**Your task:** The complete listing below should be transcribed precisely.

= Beginning of Section =

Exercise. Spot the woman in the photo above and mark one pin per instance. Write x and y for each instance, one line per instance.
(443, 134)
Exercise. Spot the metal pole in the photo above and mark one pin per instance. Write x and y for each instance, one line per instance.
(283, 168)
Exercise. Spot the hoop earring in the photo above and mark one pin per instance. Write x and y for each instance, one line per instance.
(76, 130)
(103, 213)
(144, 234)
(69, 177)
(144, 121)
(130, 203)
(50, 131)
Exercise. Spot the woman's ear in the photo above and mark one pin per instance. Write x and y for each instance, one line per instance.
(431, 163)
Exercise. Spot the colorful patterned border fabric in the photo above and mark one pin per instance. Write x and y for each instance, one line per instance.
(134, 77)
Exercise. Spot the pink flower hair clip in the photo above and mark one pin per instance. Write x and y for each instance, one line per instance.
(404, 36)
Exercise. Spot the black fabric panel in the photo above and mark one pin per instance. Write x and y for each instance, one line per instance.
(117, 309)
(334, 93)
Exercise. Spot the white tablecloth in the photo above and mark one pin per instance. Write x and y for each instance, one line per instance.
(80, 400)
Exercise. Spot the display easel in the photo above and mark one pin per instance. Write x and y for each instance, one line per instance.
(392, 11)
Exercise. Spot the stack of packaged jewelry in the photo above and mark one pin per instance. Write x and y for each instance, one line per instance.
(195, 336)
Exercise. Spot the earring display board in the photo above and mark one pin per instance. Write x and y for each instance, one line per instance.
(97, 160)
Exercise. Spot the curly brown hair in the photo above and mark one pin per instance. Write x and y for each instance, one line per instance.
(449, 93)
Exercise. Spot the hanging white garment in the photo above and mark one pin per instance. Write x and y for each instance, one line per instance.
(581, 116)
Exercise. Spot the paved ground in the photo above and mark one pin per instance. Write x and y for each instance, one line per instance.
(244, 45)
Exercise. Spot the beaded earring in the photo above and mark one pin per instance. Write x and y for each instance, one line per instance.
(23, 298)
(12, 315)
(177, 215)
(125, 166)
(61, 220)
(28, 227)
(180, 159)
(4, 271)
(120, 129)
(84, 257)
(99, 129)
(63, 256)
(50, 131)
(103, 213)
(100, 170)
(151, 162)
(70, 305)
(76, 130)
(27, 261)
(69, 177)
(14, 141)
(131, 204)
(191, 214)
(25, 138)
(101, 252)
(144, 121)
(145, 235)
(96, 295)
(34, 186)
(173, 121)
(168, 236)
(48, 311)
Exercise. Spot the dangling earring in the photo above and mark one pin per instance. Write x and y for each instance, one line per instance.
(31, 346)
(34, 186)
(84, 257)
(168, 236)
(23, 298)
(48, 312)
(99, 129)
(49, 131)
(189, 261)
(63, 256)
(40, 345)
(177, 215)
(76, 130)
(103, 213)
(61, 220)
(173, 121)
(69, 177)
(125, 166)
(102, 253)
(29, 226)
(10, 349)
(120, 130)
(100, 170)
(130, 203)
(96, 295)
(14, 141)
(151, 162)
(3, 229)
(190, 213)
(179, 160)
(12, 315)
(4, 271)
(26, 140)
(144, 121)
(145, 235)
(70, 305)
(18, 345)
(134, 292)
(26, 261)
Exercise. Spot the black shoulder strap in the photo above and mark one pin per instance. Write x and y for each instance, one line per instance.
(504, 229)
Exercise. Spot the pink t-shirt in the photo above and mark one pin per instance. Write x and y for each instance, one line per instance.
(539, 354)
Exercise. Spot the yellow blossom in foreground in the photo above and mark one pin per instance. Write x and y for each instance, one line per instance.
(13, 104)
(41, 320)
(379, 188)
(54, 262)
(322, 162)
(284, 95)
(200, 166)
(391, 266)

= End of Section =

**Answer box:**
Exercise. Spot the woman in the photo above and mark one pin per instance. Write x and y for each instance, one line per instance.
(443, 134)
Exercise. Spot the metal pole in the photo above and mark one pin per instance. Write x and y for each instance, one line per instance.
(283, 168)
Exercise. Spot the hoop earring in the photo above and mark one pin per instance. Write x and y for each instance, one line per instance.
(76, 130)
(103, 213)
(144, 234)
(69, 177)
(144, 121)
(130, 203)
(50, 131)
Exercise. Spot the woman's ear in the photo above and mark one pin per instance. Write x and y for each instance, one line per instance.
(431, 163)
Exercise. Spot the colorful patterned border fabric in the photo above and mark one pin per instance. Write x and y for each instance, one line per instance.
(134, 77)
Exercise. Spot the pink flower hair clip in the photo above and mark one pin per instance. Write x and y for each instance, one line per instance.
(404, 36)
Exercise. Spot the black fabric panel in the photo above and mark one pin per instance. Write x and y for each instance, one line per instance.
(117, 309)
(334, 93)
Exercise. Spot the white tablecloth in the photo above and mark one pin per instance. Write x and y for each instance, one line per instance.
(80, 400)
Exercise. Spot the display easel in the photo above and mark one pin per instance. Write x and y for each instance, one line per instance.
(392, 11)
Exercise. Spot the stack of packaged jewelry in the photo above and mark one pin per instance. Write x and y for each instance, one line per instance.
(195, 336)
Exercise. Spot the earring display board in the photo above and mark one pin per instance. Write x and y for each instance, one line per instance.
(97, 160)
Exercise. Spot the curly brown hair in the photo above and mark one pin per instance. Write x and y for each instance, one line per instance.
(449, 93)
Exercise. Spot the hanging white garment in the photo above and mark one pin per instance. Write x and y for each instance, one line per instance.
(581, 116)
Exercise. Spot the paved ground in the photo above and mark one pin per instance. Write x and y for each instance, one line per instance.
(244, 45)
Exercise. Spot the beaded earring in the photo above and mark one pin per instance. Write x and y for each instance, one line per instance.
(23, 298)
(12, 315)
(177, 215)
(125, 166)
(61, 220)
(28, 227)
(180, 159)
(4, 271)
(120, 129)
(84, 257)
(99, 129)
(63, 256)
(50, 131)
(103, 213)
(100, 170)
(151, 162)
(70, 305)
(76, 130)
(27, 261)
(69, 177)
(14, 141)
(131, 204)
(191, 214)
(25, 138)
(101, 252)
(144, 121)
(145, 235)
(96, 295)
(34, 186)
(173, 121)
(168, 236)
(48, 311)
Exercise. Spot the dangling earring in the photo above and mark one pin per instance. Write x and y for each instance, one line per instance.
(31, 346)
(34, 186)
(84, 257)
(168, 236)
(23, 298)
(48, 312)
(99, 129)
(49, 131)
(189, 261)
(63, 256)
(40, 345)
(177, 215)
(76, 130)
(103, 213)
(61, 220)
(173, 121)
(69, 177)
(125, 166)
(102, 253)
(29, 226)
(10, 349)
(120, 130)
(100, 170)
(130, 203)
(96, 295)
(14, 141)
(151, 162)
(3, 229)
(190, 213)
(179, 160)
(12, 315)
(4, 271)
(26, 140)
(144, 121)
(145, 235)
(70, 305)
(18, 345)
(134, 292)
(26, 261)
Exercise. Spot the black shoulder strap in the photo above and mark one pin per instance. Write x and y for each instance, one line per instance.
(504, 229)
Exercise. Spot the pink t-shirt in the photo above and mark one pin per instance. Write x and y for each instance, one line per instance.
(539, 354)
Exercise. Spot the yellow blossom in foreground in the photo above and mark one pin per instance. Write x and y for each instance, one line per instance.
(13, 104)
(41, 320)
(379, 188)
(54, 262)
(322, 162)
(284, 95)
(200, 166)
(391, 266)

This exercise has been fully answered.